:: Extract ::

Skip to content

RL scoring

extremis learns which memories are actually useful through a feedback loop — not just which ones are similar.

The problem with cosine-only retrieval

Most memory systems rank by cosine similarity: the most similar memory wins. But similar ≠ useful.

  • A memory you've recalled 50 times and confirmed helpful should rank higher than an equally similar but untested one
  • A memory that consistently led to bad responses should fade out
  • Old memories should decay naturally unless they're still being used

The ranking formula

Every recalled memory gets a final_rank:

final_rank = cosine_similarity
           × (1 + α · tanh(utility_score))
           × exp(−ln2 · age_days / half_life)
Factor What it measures Controlled by
cosine_similarity Semantic relevance to the query Embedding model
utility_score Accumulated feedback signal report_outcome()
recency_decay How fresh the memory is EXTREMIS_RECENCY_HALF_LIFE_DAYS

α (alpha) controls the balance between relevance and utility. Default: 0.5.

Giving feedback

results = mem.recall("what does the user prefer?")

# After using these memories in a response:
mem.report_outcome(
    memory_ids=[r.memory.id for r in results[:2]],
    success=True,   # True = +1, False = -1
    weight=1.0,     # amplify for strong signals (e.g. explicit user feedback)
)

Asymmetric weighting

Negative signals apply 1.5× weight — the same asymmetry human threat-learning uses. Mistakes fade faster than successes accumulate.

# Positive: score += weight * 1.0  (e.g. +1.0)
mem.report_outcome([mem_id], success=True, weight=1.0)

# Negative: score += -(weight * 1.5)  (e.g. -1.5)
mem.report_outcome([mem_id], success=False, weight=1.0)

When to call it

  • After any response where you can assess quality
  • When the user explicitly says "that was wrong" or "that was helpful"
  • Use higher weight for explicit user ratings vs implicit signals

Reading the reason

Every RecallResult has a reason string that explains the ranking:

for r in results:
    print(r.reason)

:::

Task instructions:
(1) List each factor in the table on the RL scoring page, along with what it measures.
(2) Resume the RL scoring page from the point where it stops.

:: Given information ::

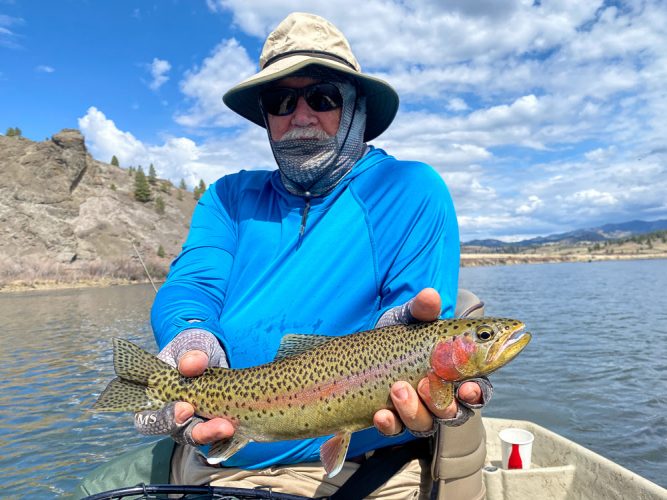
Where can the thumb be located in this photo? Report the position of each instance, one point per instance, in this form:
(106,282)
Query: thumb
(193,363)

:::
:: Given information ::

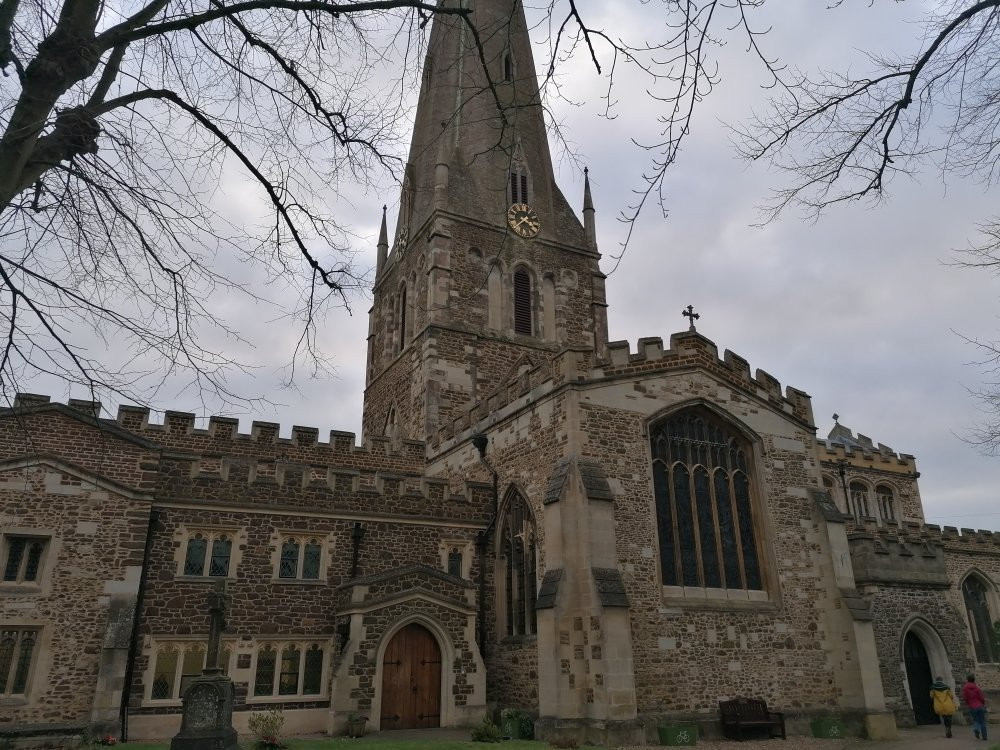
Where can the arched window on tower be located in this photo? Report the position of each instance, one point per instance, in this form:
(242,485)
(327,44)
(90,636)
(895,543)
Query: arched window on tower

:::

Task-by-task answers:
(1)
- cosine_similarity: semantic relevance to the query
- utility_score: accumulated feedback signal
- recency_decay: how fresh the memory is

(2)
similarity 0.91 · score +4.0 · used 8× · 3d old
similarity 0.54 · score -1.5 · first recall · 45d old
procedural (always included) · similarity 0.32 · used 2× · today

The reason tells you: semantic match strength, accumulated feedback, how many times recalled, and age.

Recency decay

Memories decay in ranking over time. A memory from 90 days ago (default half-life) ranks at ~50% of what it would rank if it were today.

# Configure half-life
from extremis import Config, Extremis

mem = Extremis(config=Config(recency_half_life_days=30))  # faster decay
mem = Extremis(config=Config(recency_half_life_days=365)) # slower decay

Or via env var: EXTREMIS_RECENCY_HALF_LIFE_DAYS=30

Memories with high utility_score resist decay — the formula multiplies recency by utility, so a memory with score +10 stays relevant much longer than one with score 0.

Tuning α

α controls how much feedback influences ranking vs raw similarity:

# α = 0.0: pure cosine similarity (feedback ignored)
# α = 0.5: balanced (default)
# α = 1.0: feedback dominates, similarity secondary

mem = Extremis(config=Config(rl_alpha=0.8))

Or: EXTREMIS_RL_ALPHA=0.8

Relevance floor

Memories below a minimum cosine similarity are filtered out to prevent noise:

# Default: 0.05 (5% cosine similarity)
# Pinned layers (identity/procedural) bypass this floor
mem = Extremis(config=Config(recall_min_relevance=0.1))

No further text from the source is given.